Carey, who was married and had two children of her own, had often held the family together during Beverly’s struggles with drug addiction. Since Nicholas’s disappearance, her mother and brother had never seemed the same, and all Carey wanted was to make the family whole again. She volunteered to go to Spain to bring Nicholas home, and the packing-and-shipping company where she worked in sales support offered to pay her fare.

When she arrived at the shelter, a few days later, accompanied by an official from the U.S. Embassy, Bourdin had secluded himself in a room. What he had done, he concedes, was evil. But if he had any moral reservations they did not stop him, and after wrapping his face in a scarf and putting on a hat and sunglasses he came out of the room. He was sure that Carey would instantly realize that he wasn’t her brother. Instead, she rushed toward him and hugged him.

Carey was, in many ways, an ideal mark. “My daughter has the best heart and is so easy to manipulate,” Beverly says. Carey had never travelled outside the United States, except for partying in Tijuana, and was unfamiliar with European accents and with Spain. After Nicholas disappeared, she had often watched television news programs about lurid child abductions. In addition to feeling the pressure of having received money from her company to make the trip, she had the burden of deciding, as her family’s representative, whether this was her long-lost brother.

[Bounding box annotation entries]

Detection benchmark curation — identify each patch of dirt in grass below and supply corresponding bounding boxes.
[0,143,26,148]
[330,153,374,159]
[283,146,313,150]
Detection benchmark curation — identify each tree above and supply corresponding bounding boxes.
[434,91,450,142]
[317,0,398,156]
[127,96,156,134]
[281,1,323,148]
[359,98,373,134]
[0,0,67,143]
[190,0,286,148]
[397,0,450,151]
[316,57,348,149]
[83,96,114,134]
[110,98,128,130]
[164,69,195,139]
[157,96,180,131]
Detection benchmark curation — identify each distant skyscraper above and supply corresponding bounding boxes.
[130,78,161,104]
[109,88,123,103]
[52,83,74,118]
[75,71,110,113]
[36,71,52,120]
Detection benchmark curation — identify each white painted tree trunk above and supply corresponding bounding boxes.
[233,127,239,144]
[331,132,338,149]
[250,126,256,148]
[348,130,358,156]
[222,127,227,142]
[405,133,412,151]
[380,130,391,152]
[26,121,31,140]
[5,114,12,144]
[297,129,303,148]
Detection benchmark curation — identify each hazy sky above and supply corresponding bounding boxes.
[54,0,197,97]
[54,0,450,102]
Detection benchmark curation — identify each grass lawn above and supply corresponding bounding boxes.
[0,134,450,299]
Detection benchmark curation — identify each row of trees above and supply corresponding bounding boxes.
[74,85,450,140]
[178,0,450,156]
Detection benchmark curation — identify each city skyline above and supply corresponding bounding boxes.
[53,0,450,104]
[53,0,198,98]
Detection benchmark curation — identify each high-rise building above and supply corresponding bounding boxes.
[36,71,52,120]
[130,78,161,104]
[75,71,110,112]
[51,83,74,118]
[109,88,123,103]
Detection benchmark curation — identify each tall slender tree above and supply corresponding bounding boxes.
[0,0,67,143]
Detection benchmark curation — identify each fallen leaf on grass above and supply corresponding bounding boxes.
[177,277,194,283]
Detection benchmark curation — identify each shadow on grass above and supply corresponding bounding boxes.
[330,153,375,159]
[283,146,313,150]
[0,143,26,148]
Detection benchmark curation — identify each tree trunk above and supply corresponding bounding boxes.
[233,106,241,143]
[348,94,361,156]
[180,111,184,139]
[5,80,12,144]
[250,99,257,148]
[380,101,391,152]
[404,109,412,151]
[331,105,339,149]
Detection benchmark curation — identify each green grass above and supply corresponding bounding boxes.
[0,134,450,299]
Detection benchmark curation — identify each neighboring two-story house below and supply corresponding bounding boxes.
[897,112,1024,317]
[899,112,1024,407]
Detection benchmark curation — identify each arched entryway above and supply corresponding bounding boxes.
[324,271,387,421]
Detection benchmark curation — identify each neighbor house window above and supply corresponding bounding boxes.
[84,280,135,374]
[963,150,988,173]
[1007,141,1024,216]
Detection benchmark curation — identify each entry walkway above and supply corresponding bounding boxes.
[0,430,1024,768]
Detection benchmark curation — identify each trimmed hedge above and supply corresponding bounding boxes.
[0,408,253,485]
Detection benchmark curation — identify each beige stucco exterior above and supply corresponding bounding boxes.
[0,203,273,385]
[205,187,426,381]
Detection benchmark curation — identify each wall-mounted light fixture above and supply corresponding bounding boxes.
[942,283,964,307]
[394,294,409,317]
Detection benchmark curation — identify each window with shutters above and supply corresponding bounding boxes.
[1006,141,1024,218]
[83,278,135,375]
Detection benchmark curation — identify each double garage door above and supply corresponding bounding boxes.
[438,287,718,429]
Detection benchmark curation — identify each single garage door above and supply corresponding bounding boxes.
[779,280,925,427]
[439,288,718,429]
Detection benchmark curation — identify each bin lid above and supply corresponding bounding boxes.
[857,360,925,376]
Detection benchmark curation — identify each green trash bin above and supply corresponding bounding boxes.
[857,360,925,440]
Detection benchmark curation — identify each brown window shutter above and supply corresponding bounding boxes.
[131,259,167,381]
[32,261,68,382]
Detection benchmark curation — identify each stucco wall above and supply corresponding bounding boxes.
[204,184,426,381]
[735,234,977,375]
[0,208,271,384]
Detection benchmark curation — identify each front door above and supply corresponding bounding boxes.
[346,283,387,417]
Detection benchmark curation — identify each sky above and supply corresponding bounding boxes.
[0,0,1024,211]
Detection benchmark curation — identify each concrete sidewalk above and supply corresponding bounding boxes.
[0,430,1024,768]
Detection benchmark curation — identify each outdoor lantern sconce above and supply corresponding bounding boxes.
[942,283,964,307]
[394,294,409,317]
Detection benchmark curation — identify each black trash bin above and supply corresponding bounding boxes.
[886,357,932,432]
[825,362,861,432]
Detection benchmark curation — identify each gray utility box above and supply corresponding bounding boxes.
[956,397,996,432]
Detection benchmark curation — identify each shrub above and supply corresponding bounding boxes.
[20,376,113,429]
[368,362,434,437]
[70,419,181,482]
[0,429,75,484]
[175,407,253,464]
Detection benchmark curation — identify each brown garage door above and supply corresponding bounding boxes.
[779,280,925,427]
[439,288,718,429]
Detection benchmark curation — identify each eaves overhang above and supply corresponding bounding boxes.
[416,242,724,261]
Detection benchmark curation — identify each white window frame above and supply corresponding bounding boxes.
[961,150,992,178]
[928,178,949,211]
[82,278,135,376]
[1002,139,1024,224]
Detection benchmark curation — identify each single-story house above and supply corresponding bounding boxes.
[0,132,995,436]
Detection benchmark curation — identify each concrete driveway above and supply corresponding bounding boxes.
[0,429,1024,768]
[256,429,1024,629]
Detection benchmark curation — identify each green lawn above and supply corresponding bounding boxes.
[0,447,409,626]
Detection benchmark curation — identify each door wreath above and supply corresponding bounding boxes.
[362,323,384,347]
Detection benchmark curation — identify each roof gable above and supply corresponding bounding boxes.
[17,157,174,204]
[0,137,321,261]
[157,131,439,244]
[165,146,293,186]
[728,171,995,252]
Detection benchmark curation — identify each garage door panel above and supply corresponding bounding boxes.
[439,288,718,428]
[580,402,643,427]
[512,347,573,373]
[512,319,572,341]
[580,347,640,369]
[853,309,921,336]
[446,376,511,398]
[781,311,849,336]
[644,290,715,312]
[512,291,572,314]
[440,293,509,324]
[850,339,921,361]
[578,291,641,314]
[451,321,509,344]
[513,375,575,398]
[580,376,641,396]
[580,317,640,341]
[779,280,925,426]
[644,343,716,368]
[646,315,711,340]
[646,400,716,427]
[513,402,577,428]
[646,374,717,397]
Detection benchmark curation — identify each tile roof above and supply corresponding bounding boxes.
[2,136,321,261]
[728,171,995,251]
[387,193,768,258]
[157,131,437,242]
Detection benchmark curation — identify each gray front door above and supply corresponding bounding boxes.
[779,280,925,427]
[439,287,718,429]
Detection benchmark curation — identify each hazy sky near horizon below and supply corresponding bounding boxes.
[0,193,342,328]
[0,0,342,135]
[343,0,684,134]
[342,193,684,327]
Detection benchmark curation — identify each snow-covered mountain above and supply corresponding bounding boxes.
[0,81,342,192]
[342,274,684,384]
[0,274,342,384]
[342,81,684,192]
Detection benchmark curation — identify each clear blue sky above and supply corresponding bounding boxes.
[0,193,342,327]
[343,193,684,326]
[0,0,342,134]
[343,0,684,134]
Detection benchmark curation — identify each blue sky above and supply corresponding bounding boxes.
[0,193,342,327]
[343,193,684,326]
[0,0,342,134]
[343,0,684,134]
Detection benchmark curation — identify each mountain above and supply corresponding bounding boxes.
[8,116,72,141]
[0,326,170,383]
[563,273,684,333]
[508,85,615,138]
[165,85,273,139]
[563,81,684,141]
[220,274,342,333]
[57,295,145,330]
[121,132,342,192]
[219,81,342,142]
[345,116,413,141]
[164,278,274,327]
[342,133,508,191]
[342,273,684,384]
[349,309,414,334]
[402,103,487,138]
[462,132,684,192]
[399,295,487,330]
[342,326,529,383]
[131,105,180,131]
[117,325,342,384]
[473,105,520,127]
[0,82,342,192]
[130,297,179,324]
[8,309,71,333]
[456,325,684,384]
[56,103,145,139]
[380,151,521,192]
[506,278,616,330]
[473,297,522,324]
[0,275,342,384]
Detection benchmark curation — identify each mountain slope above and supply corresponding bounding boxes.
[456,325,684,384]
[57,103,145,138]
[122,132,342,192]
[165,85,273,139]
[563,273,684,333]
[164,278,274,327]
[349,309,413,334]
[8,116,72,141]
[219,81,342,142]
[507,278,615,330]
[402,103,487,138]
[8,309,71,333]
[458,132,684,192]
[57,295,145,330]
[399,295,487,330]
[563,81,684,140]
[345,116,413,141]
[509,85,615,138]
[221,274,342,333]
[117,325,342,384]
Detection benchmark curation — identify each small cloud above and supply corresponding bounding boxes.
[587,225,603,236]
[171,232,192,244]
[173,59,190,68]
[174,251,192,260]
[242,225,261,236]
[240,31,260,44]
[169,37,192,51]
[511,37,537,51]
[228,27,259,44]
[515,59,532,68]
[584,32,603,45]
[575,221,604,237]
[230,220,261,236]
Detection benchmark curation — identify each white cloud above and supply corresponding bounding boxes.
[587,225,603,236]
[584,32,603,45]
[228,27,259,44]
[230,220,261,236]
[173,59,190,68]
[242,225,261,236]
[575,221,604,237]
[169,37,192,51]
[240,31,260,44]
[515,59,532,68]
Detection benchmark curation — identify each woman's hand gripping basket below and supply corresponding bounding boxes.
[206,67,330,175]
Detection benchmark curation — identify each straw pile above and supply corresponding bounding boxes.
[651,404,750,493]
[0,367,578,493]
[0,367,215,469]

### Objective 1
From the passage above about Carey's trip to Spain, list the items Bourdin used to cover himself before he came out of the room.
### Objective 2
Carry on the passage about Carey's trip to Spain from where it stops.

### Response 1
A scarf, a hat, and sunglasses.

### Response 2
Though Bourdin referred to her as “Carey” rather than “sis,” as Nicholas always had, and though he had a trace of a French accent, Carey says that she had little doubt that it was Nicholas. Not when he could attribute any inconsistencies to his unspeakable ordeal. Not when his nose now looked so much like her uncle Pat’s. Not when he had the same tattoo as Nicholas and seemed to know so many details about her family, asking about relatives by name. “Your heart takes over and you want to believe,” Carey says.

She showed Bourdin photographs of the family and he studied each one: this is my mother; this is my half brother; this is my grandfather.

Neither American nor Spanish officials raised any questions once Carey had vouched for him. Nicholas had been gone for only three years, and the F.B.I. was not primed to be suspicious of someone claiming to be a missing child. (The agency told me that, to its knowledge, it had never worked on a case like Bourdin’s before.) According to authorities in Madrid, Carey swore under oath that Bourdin was her brother and an American citizen. He was granted a U. S. passport and, the next day, he was on a flight to San Antonio.

For a moment, Bourdin fantasized that he was about to become part of a real family, but halfway to America he began to “freak out,” as Carey puts it, trembling and sweating. As she tried to comfort him, he told her that he thought the plane was going to crash, which, he later said, is what he wanted: how else could he escape from what he had done?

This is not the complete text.